(Records for processing Opens)
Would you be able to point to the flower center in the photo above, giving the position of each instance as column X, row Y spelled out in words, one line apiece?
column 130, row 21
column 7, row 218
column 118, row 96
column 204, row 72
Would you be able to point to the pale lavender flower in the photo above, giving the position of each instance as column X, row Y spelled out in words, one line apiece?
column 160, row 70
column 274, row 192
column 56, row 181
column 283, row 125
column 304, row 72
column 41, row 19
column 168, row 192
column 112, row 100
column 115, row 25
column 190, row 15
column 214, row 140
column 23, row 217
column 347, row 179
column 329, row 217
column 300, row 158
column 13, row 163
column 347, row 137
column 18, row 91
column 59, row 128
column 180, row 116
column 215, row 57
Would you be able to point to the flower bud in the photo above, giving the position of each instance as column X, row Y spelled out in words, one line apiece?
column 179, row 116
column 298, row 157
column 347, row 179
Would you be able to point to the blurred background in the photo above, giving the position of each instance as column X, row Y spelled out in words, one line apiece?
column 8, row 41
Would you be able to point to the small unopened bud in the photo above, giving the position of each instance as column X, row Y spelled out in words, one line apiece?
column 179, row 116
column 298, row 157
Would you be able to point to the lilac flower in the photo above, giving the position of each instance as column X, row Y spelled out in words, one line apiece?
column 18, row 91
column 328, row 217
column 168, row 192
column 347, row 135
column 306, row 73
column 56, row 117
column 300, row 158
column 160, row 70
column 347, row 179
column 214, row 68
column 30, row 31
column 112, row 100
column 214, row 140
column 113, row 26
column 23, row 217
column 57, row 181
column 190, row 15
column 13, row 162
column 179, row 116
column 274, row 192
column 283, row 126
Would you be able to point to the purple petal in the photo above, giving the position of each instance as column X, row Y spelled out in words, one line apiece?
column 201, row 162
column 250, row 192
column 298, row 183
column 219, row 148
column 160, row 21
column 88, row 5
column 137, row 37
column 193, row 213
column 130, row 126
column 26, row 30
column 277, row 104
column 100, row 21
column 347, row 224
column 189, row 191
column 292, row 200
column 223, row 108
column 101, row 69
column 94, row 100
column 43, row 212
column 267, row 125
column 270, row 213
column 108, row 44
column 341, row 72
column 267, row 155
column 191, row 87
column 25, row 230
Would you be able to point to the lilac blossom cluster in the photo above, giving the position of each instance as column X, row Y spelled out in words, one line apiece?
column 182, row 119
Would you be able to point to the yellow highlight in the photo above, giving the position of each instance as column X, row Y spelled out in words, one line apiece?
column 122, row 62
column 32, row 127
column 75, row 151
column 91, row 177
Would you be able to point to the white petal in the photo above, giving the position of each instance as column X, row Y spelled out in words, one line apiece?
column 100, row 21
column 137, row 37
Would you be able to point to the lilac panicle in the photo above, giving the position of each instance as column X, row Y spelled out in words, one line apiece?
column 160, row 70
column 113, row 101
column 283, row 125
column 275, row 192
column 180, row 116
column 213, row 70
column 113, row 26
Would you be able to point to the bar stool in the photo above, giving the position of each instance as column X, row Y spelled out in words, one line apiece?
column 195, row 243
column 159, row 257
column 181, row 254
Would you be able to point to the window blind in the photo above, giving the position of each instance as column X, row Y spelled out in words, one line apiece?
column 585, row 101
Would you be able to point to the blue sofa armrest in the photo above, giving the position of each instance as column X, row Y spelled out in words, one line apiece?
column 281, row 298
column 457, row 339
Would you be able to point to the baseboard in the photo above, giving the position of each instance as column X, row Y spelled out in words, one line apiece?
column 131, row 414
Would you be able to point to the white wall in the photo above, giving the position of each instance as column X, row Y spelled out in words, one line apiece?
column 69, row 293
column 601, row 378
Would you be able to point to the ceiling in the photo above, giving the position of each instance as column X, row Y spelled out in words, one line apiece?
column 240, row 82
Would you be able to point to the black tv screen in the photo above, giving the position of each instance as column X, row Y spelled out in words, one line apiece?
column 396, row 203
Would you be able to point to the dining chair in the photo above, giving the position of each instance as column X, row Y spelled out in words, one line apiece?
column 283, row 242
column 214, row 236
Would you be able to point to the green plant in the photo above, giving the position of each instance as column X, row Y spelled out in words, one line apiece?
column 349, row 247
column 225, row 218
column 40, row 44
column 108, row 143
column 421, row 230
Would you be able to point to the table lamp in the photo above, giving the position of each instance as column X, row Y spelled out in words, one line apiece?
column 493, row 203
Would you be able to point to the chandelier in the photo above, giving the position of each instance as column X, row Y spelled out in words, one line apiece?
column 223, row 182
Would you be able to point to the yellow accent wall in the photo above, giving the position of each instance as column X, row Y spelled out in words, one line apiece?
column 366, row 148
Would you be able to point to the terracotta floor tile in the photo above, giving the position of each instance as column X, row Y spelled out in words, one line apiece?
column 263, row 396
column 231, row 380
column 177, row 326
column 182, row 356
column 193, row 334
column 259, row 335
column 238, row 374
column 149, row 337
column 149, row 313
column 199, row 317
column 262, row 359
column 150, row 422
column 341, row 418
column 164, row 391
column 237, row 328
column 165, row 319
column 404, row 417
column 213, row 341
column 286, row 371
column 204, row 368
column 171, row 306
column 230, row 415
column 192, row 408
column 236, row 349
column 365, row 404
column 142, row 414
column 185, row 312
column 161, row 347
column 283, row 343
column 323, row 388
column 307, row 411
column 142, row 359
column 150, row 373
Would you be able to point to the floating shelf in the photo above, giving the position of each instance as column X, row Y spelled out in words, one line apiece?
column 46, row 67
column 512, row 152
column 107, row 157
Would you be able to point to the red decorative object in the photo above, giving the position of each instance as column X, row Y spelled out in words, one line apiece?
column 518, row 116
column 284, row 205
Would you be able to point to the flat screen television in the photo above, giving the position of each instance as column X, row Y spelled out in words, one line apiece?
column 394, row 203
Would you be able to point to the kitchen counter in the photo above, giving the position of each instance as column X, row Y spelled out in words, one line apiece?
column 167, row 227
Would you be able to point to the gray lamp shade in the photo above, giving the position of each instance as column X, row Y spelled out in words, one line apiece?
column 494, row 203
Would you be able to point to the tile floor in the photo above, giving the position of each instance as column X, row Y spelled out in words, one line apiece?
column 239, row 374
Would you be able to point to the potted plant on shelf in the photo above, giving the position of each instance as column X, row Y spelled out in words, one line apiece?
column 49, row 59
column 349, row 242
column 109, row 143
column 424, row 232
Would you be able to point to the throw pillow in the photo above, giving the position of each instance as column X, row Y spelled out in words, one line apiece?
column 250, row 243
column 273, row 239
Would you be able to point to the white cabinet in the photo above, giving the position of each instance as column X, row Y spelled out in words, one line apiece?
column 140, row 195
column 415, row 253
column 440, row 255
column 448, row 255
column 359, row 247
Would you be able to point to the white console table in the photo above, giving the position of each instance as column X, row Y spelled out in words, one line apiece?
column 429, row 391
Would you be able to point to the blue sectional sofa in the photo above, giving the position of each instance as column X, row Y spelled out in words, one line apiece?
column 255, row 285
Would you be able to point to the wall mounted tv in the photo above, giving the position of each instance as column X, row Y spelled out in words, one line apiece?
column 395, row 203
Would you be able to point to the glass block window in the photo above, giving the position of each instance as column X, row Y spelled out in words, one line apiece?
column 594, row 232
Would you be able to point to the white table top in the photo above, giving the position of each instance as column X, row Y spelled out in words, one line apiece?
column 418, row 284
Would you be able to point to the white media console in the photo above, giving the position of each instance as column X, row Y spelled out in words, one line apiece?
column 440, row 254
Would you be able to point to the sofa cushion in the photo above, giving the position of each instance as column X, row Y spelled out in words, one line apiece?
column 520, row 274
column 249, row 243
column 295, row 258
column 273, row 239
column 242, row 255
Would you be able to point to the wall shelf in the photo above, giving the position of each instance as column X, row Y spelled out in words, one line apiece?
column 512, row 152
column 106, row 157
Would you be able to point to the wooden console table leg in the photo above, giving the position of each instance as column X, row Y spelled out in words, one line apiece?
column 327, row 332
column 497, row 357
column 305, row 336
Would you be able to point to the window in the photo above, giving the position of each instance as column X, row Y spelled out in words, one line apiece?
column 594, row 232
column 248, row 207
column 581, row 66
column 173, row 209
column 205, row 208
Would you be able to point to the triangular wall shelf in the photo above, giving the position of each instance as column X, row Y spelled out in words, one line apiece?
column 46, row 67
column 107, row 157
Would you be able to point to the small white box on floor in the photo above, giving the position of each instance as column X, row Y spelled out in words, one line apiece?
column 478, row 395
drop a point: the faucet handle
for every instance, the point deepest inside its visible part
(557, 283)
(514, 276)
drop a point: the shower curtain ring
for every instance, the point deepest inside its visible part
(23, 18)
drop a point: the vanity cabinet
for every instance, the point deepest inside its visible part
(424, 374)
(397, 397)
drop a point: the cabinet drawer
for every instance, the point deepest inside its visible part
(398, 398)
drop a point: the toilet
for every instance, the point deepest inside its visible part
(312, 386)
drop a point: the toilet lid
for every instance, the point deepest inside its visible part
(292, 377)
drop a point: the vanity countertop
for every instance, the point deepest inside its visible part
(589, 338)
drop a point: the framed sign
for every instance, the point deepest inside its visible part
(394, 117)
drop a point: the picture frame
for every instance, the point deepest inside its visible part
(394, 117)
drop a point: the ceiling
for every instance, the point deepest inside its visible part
(Records for processing Closes)
- Aim of the task
From the records above, pull out every line containing the word "toilet".

- Worked solution
drop a point: the toilet
drop a point: the toilet lid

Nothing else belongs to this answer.